## Start SUPPLIED DATA

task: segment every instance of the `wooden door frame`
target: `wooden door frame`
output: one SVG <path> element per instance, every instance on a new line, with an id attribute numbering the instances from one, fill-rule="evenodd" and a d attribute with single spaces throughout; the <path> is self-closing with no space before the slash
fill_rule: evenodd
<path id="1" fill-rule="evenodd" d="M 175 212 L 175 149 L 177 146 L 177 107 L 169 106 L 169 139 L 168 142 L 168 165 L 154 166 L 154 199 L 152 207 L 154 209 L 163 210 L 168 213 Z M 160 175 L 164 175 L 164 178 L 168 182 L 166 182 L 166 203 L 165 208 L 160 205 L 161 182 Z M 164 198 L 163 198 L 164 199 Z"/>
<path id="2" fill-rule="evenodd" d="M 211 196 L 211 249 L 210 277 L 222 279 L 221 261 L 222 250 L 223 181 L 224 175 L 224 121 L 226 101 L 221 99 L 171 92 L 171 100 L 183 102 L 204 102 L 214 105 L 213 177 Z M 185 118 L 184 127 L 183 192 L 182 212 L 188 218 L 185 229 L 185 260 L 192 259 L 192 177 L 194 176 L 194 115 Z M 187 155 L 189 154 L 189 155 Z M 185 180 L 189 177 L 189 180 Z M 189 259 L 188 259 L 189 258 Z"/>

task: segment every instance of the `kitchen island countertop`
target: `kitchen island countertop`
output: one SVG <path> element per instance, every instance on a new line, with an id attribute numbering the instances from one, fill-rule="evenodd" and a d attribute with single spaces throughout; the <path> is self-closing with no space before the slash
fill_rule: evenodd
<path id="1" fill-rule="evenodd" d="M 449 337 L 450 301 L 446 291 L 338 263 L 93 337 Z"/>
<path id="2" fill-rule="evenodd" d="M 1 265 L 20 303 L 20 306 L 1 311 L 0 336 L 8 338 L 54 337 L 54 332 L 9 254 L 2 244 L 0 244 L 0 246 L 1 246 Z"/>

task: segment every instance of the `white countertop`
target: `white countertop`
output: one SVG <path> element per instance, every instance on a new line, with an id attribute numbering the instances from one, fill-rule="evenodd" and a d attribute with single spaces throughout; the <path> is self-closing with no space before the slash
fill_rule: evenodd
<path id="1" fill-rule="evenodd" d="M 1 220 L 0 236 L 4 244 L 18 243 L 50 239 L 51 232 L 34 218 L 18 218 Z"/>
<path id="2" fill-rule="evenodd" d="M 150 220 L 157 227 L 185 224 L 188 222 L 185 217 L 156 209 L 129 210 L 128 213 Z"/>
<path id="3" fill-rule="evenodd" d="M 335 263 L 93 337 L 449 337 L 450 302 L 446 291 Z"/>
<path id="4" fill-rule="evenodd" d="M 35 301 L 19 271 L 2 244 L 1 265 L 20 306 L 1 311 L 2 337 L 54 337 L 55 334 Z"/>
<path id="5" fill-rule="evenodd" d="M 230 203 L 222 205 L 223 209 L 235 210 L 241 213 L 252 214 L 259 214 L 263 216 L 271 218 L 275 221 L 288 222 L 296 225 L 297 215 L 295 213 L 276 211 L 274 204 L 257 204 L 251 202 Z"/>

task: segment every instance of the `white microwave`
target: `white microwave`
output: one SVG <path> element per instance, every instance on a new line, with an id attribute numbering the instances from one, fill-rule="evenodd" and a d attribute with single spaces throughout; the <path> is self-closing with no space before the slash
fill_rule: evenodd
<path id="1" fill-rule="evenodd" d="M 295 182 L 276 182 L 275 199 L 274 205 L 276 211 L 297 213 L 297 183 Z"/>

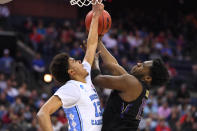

## End SUPPLIED DATA

Reproduce all of the lines above with "white microwave" swapped for "white microwave oven" and everything else unchanged. Leave the pictures out of your answer.

■ FULL SOLUTION ■
task: segment every instance of the `wooden door frame`
target: `wooden door frame`
output: one SVG <path> element per instance, every instance on a new line, with an id attribute numbering the instances from one, fill-rule="evenodd" and a d attribute with single spaces throughout; the <path> is self-closing with no space before the slash
fill_rule: evenodd
<path id="1" fill-rule="evenodd" d="M 175 212 L 175 149 L 177 146 L 177 107 L 169 106 L 169 139 L 168 142 L 168 165 L 154 166 L 154 199 L 152 207 L 154 209 L 163 210 L 168 213 Z M 160 175 L 164 175 L 164 178 L 168 182 L 166 182 L 166 203 L 165 208 L 160 205 L 161 182 Z M 164 198 L 163 198 L 164 199 Z"/>
<path id="2" fill-rule="evenodd" d="M 211 196 L 211 249 L 210 277 L 222 279 L 221 261 L 222 250 L 223 181 L 224 175 L 224 121 L 226 101 L 221 99 L 171 92 L 171 100 L 183 102 L 204 102 L 214 105 L 213 177 Z M 185 118 L 184 127 L 183 192 L 182 212 L 188 218 L 185 229 L 185 260 L 192 259 L 192 177 L 194 176 L 194 115 Z M 187 155 L 189 154 L 189 155 Z M 185 180 L 189 177 L 189 180 Z M 189 259 L 188 259 L 189 258 Z"/>

task: segment every instance of the `kitchen island countertop`
target: `kitchen island countertop`
output: one SVG <path> element per instance, every instance on a new line, with an id attribute numbering the instances from one, fill-rule="evenodd" and a d attribute with single spaces throughout; the <path> is self-closing with no space before the slash
fill_rule: evenodd
<path id="1" fill-rule="evenodd" d="M 449 337 L 450 301 L 446 291 L 338 263 L 93 337 Z"/>
<path id="2" fill-rule="evenodd" d="M 1 265 L 20 303 L 20 306 L 1 311 L 0 336 L 8 338 L 54 337 L 54 332 L 9 254 L 2 244 L 0 244 L 0 246 L 1 246 Z"/>

task: segment every instance of the `white countertop`
target: `white countertop`
output: one SVG <path> element per instance, every instance on a new line, with an id attribute numbering the instances from one, fill-rule="evenodd" and a d attribute with single spaces throughout; the <path> is self-closing with no space before the slash
fill_rule: evenodd
<path id="1" fill-rule="evenodd" d="M 1 220 L 0 236 L 4 244 L 18 243 L 50 239 L 51 232 L 34 218 L 18 218 Z"/>
<path id="2" fill-rule="evenodd" d="M 150 220 L 157 227 L 185 224 L 188 222 L 185 217 L 156 209 L 129 210 L 128 213 Z"/>
<path id="3" fill-rule="evenodd" d="M 335 263 L 93 337 L 449 337 L 450 302 L 446 291 Z"/>
<path id="4" fill-rule="evenodd" d="M 35 301 L 19 271 L 2 244 L 1 265 L 20 306 L 1 311 L 2 337 L 54 337 L 55 334 Z"/>
<path id="5" fill-rule="evenodd" d="M 230 203 L 222 205 L 223 209 L 235 210 L 241 213 L 252 214 L 259 214 L 263 216 L 271 218 L 275 221 L 288 222 L 296 225 L 297 215 L 295 213 L 276 211 L 274 204 L 257 204 L 251 202 Z"/>

task: segment every instance of the `white microwave oven`
target: `white microwave oven`
output: one SVG <path> element per instance, every instance on a new line, with an id attribute numbering the instances from one, fill-rule="evenodd" and a d attribute with single spaces throughout; the <path> is self-closing with no space before the slash
fill_rule: evenodd
<path id="1" fill-rule="evenodd" d="M 295 182 L 276 182 L 275 199 L 274 205 L 276 211 L 297 213 L 297 183 Z"/>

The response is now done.